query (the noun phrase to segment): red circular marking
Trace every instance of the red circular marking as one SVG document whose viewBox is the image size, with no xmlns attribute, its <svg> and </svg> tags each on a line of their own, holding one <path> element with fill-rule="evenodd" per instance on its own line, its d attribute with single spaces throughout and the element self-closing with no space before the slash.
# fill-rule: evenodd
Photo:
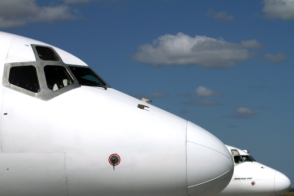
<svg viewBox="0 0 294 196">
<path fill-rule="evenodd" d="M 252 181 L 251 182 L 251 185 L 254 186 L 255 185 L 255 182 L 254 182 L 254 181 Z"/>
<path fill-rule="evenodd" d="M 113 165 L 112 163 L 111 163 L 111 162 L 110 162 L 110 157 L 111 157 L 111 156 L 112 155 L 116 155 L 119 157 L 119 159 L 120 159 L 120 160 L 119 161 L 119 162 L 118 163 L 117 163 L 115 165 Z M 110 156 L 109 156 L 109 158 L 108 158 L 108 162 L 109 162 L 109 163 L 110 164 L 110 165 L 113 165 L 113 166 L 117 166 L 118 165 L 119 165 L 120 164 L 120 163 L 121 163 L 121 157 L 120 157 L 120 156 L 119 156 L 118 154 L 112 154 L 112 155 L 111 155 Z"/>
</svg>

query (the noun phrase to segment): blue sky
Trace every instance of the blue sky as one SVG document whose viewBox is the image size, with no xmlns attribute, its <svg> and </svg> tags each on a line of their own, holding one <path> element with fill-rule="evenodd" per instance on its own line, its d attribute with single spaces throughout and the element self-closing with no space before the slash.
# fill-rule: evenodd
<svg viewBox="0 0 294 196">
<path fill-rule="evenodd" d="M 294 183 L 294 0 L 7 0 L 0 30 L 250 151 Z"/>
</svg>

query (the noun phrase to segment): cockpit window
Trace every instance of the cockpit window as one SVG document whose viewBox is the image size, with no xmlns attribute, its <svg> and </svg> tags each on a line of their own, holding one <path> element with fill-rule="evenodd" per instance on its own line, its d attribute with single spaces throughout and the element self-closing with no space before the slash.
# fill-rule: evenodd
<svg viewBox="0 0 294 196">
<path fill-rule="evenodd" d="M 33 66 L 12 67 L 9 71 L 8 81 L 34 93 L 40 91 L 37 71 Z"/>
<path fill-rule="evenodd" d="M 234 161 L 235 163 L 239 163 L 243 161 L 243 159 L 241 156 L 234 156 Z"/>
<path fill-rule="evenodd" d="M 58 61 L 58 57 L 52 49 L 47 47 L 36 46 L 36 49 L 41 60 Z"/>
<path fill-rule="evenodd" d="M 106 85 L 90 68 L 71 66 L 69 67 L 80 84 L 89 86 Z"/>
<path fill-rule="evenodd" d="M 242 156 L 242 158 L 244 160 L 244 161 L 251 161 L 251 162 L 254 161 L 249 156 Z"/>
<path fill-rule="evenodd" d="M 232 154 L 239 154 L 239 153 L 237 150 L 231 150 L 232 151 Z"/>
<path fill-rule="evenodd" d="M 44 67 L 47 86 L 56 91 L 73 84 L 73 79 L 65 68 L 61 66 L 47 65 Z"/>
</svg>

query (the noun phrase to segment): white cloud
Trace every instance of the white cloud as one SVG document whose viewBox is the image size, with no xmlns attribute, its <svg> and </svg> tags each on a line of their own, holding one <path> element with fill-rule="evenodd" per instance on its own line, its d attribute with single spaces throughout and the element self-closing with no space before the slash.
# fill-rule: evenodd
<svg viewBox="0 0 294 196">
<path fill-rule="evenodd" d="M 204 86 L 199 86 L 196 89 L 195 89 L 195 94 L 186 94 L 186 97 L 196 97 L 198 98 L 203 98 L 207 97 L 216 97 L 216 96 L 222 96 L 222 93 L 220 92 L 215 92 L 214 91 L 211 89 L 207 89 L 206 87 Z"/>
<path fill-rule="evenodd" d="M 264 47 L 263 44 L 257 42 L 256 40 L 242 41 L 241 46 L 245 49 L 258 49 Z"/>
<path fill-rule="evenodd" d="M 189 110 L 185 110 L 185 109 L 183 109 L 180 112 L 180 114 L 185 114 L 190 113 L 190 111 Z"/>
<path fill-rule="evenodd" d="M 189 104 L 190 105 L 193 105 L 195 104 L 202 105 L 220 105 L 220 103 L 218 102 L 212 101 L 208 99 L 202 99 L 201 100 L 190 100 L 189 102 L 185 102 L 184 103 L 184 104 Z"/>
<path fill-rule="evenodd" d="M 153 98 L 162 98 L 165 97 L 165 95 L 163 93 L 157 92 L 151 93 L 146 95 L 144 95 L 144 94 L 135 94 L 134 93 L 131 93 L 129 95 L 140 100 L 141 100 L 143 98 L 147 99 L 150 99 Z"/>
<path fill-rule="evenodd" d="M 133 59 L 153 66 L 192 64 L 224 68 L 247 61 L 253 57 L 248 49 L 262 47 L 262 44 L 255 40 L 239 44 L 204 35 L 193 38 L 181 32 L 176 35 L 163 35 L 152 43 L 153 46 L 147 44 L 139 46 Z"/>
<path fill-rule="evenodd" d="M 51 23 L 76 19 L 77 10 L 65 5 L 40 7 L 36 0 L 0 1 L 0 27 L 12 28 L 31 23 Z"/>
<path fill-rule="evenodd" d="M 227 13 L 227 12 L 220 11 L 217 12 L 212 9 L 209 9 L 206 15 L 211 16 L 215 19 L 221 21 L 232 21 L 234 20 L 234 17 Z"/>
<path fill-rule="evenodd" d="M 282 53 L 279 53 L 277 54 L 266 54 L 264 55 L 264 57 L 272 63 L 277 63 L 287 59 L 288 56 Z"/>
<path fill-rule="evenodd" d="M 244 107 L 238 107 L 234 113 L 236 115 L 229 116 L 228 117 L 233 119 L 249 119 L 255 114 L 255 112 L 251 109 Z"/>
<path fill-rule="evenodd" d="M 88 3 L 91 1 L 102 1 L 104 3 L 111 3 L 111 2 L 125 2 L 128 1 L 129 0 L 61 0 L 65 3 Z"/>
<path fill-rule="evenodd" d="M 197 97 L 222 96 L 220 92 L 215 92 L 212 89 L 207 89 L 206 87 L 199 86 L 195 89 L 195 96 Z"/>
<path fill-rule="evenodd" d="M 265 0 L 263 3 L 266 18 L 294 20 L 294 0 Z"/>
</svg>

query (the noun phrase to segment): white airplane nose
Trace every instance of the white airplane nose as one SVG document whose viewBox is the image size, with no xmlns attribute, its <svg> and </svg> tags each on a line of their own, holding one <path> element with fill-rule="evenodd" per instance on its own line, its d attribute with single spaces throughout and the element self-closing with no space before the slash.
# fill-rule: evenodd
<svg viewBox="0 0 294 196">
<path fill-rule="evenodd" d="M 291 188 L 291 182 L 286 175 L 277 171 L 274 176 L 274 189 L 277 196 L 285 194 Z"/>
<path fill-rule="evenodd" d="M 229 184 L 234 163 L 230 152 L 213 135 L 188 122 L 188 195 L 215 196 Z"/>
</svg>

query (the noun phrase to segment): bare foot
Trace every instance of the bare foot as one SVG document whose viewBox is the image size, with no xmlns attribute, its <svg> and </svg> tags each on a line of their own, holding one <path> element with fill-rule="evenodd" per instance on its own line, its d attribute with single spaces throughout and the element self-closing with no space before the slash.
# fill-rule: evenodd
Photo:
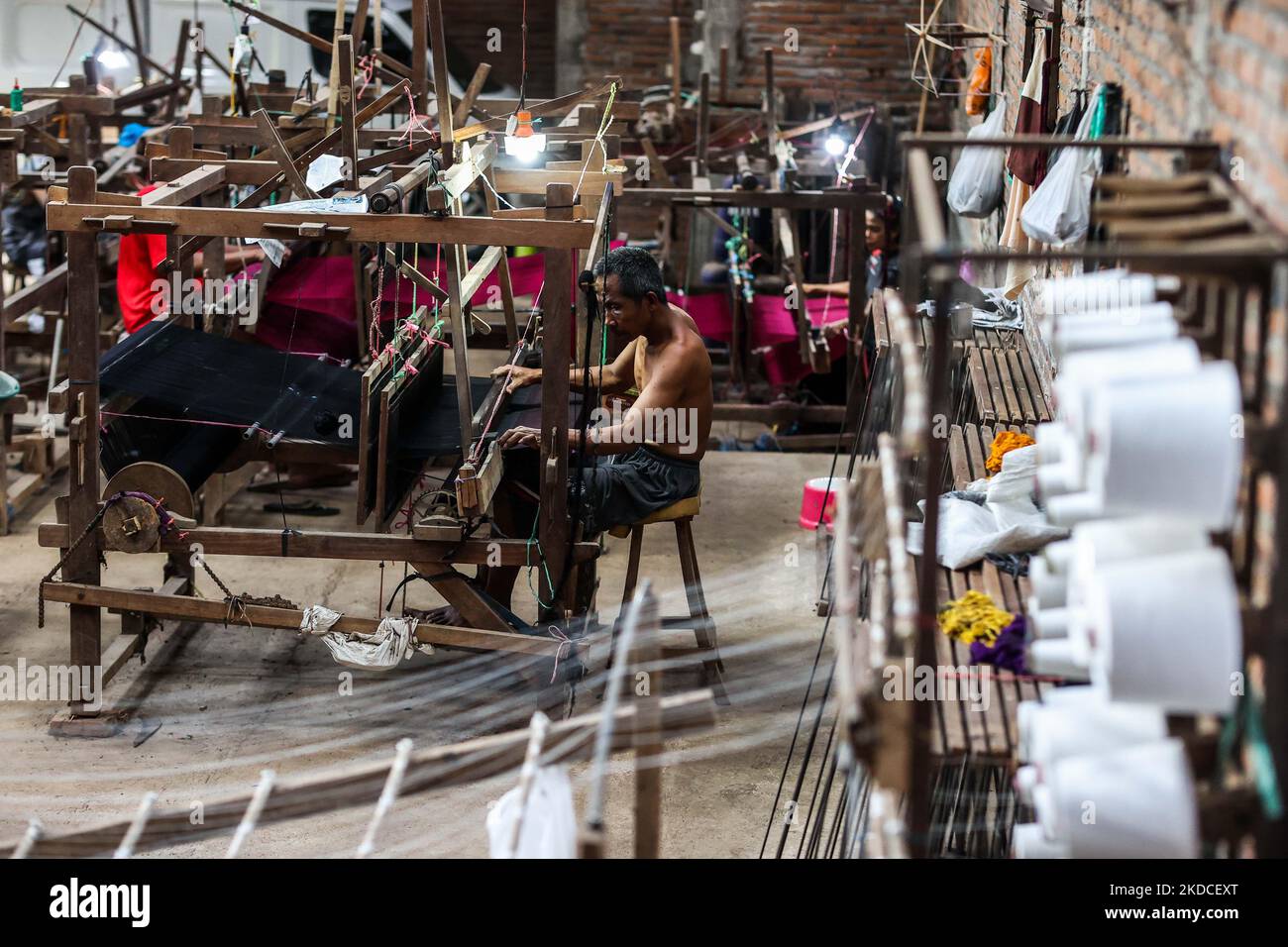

++++

WHAT THIS TASK INVOLVES: Can you turn all of the entries above into a numbered list, one line per item, with blank lines dropped and the pictures left out?

SOLVED PROBLEM:
1. query (the noun phrase to segment): red circular marking
2. Trace every instance of the red circular marking as one SVG document whose viewBox is the image size, with no xmlns attribute, its <svg> and </svg> tags each on a line of their own, holding one <path> element with fill-rule="evenodd" per instance on its own line, its d attribute with single spaces throughout and the element self-closing with no space before the slash.
3. # fill-rule: evenodd
4. Photo:
5. <svg viewBox="0 0 294 196">
6. <path fill-rule="evenodd" d="M 252 181 L 251 182 L 251 185 L 254 186 L 255 185 L 255 182 L 254 182 L 254 181 Z"/>
7. <path fill-rule="evenodd" d="M 113 165 L 112 163 L 111 163 L 111 162 L 110 162 L 110 157 L 111 157 L 111 156 L 112 155 L 116 155 L 119 157 L 119 159 L 120 159 L 120 160 L 119 161 L 119 162 L 118 163 L 117 163 L 115 165 Z M 110 156 L 109 156 L 109 158 L 108 158 L 108 162 L 109 162 L 109 163 L 110 164 L 110 165 L 113 165 L 113 166 L 117 166 L 118 165 L 119 165 L 120 164 L 120 163 L 121 163 L 121 157 L 120 157 L 120 156 L 119 156 L 118 154 L 112 154 L 112 155 L 111 155 Z"/>
8. </svg>
9. query (the noun phrase to segment): blue sky
10. Trace every instance of the blue sky as one SVG document whose viewBox is the image size, with no xmlns attribute, its <svg> and </svg> tags each on a line of their own, holding one <path> element with fill-rule="evenodd" per instance on its own line, its d attribute with single spaces throughout and the element self-closing with no space before the slash.
11. # fill-rule: evenodd
12. <svg viewBox="0 0 294 196">
13. <path fill-rule="evenodd" d="M 294 183 L 294 0 L 7 0 L 0 30 L 250 151 Z"/>
14. </svg>
15. query (the noun phrase to segment): cockpit window
16. Trace every instance of the cockpit window as one SVG document whose viewBox is the image size, with no xmlns attribute, its <svg> and </svg> tags each on a line of their own, holding one <path> element with fill-rule="evenodd" per instance on its own line, its d attribute with single spaces throughout and the element self-closing with no space before the slash.
17. # fill-rule: evenodd
18. <svg viewBox="0 0 294 196">
19. <path fill-rule="evenodd" d="M 33 66 L 12 67 L 9 71 L 8 81 L 34 93 L 40 91 L 37 71 Z"/>
20. <path fill-rule="evenodd" d="M 234 161 L 235 163 L 239 163 L 243 161 L 243 159 L 241 156 L 234 156 Z"/>
21. <path fill-rule="evenodd" d="M 58 61 L 58 57 L 52 49 L 47 47 L 36 46 L 36 49 L 41 60 Z"/>
22. <path fill-rule="evenodd" d="M 106 85 L 90 68 L 71 66 L 69 67 L 80 84 L 89 86 Z"/>
23. <path fill-rule="evenodd" d="M 242 156 L 242 158 L 244 160 L 244 161 L 251 161 L 251 162 L 254 161 L 249 156 Z"/>
24. <path fill-rule="evenodd" d="M 232 154 L 239 154 L 239 153 L 237 150 L 231 150 L 232 151 Z"/>
25. <path fill-rule="evenodd" d="M 44 67 L 47 86 L 56 91 L 73 84 L 73 79 L 65 68 L 61 66 L 47 65 Z"/>
26. </svg>
27. query (the noun phrase to segment): white cloud
28. Trace every instance of the white cloud as one SVG document whose viewBox is the image size, with no xmlns attribute, its <svg> and </svg> tags each on a line of their own, holding one <path> element with fill-rule="evenodd" per instance on its own line, its d attribute with single spaces throughout and the element self-closing with no space before the slash.
29. # fill-rule: evenodd
30. <svg viewBox="0 0 294 196">
31. <path fill-rule="evenodd" d="M 204 86 L 199 86 L 196 89 L 195 89 L 195 94 L 186 94 L 186 97 L 196 97 L 198 98 L 203 98 L 207 97 L 216 97 L 216 96 L 222 96 L 222 93 L 220 92 L 215 92 L 214 91 L 211 89 L 207 89 L 206 87 Z"/>
32. <path fill-rule="evenodd" d="M 264 47 L 263 44 L 257 42 L 256 40 L 242 41 L 241 46 L 245 49 L 258 49 Z"/>
33. <path fill-rule="evenodd" d="M 189 110 L 185 110 L 185 109 L 183 109 L 180 112 L 180 114 L 185 114 L 190 113 L 190 111 Z"/>
34. <path fill-rule="evenodd" d="M 189 104 L 190 105 L 193 105 L 195 104 L 202 105 L 220 105 L 220 103 L 218 102 L 212 101 L 208 99 L 202 99 L 201 100 L 190 100 L 189 102 L 185 102 L 184 103 L 184 104 Z"/>
35. <path fill-rule="evenodd" d="M 153 98 L 162 98 L 165 97 L 165 95 L 163 93 L 157 92 L 151 93 L 146 95 L 144 95 L 144 94 L 135 94 L 134 93 L 131 93 L 129 95 L 140 100 L 141 100 L 143 98 L 147 99 L 150 99 Z"/>
36. <path fill-rule="evenodd" d="M 133 59 L 153 66 L 192 64 L 224 68 L 247 61 L 253 57 L 248 49 L 262 47 L 262 44 L 255 40 L 239 44 L 204 35 L 193 38 L 181 32 L 176 35 L 163 35 L 152 43 L 153 46 L 147 44 L 139 46 Z"/>
37. <path fill-rule="evenodd" d="M 51 23 L 76 19 L 77 10 L 65 5 L 40 7 L 36 0 L 0 1 L 0 27 L 12 28 L 31 23 Z"/>
38. <path fill-rule="evenodd" d="M 227 13 L 227 12 L 220 11 L 217 12 L 212 9 L 209 9 L 206 15 L 211 16 L 215 19 L 221 21 L 232 21 L 234 20 L 234 17 Z"/>
39. <path fill-rule="evenodd" d="M 282 53 L 279 53 L 277 54 L 266 54 L 264 55 L 264 57 L 272 63 L 277 63 L 287 59 L 288 56 Z"/>
40. <path fill-rule="evenodd" d="M 244 107 L 238 107 L 234 113 L 236 115 L 229 116 L 228 117 L 233 119 L 249 119 L 255 114 L 255 112 L 251 109 Z"/>
41. <path fill-rule="evenodd" d="M 88 3 L 91 1 L 102 1 L 104 3 L 111 3 L 111 2 L 125 2 L 128 1 L 129 0 L 61 0 L 65 3 Z"/>
42. <path fill-rule="evenodd" d="M 197 97 L 222 96 L 220 92 L 215 92 L 212 89 L 207 89 L 206 87 L 199 86 L 195 89 L 195 96 Z"/>
43. <path fill-rule="evenodd" d="M 265 0 L 263 3 L 266 18 L 294 20 L 294 0 Z"/>
44. </svg>
45. query (the noun phrase to segment): white airplane nose
46. Trace every instance of the white airplane nose as one SVG document whose viewBox is the image size, with no xmlns attribute, its <svg> and </svg> tags each on a line of their own, holding one <path> element with fill-rule="evenodd" per instance on its own line, its d attribute with single spaces throughout and the element self-closing with no space before the slash.
47. # fill-rule: evenodd
48. <svg viewBox="0 0 294 196">
49. <path fill-rule="evenodd" d="M 291 188 L 291 182 L 286 175 L 277 171 L 274 176 L 274 189 L 277 196 L 285 194 Z"/>
50. <path fill-rule="evenodd" d="M 229 184 L 234 163 L 230 152 L 213 135 L 188 122 L 188 195 L 215 196 Z"/>
51. </svg>
52. query (the noun phrase to segment): bare foot
53. Trace every instance of the bare foot as one SVG document whose viewBox is the image size, with no xmlns attribute, its <svg> and </svg> tags each on a line of their own, holding one <path> element with fill-rule="evenodd" per instance on its own line, its d attribute with single spaces throughout and the element self-closing with no space before the slash.
54. # fill-rule: evenodd
55. Photo:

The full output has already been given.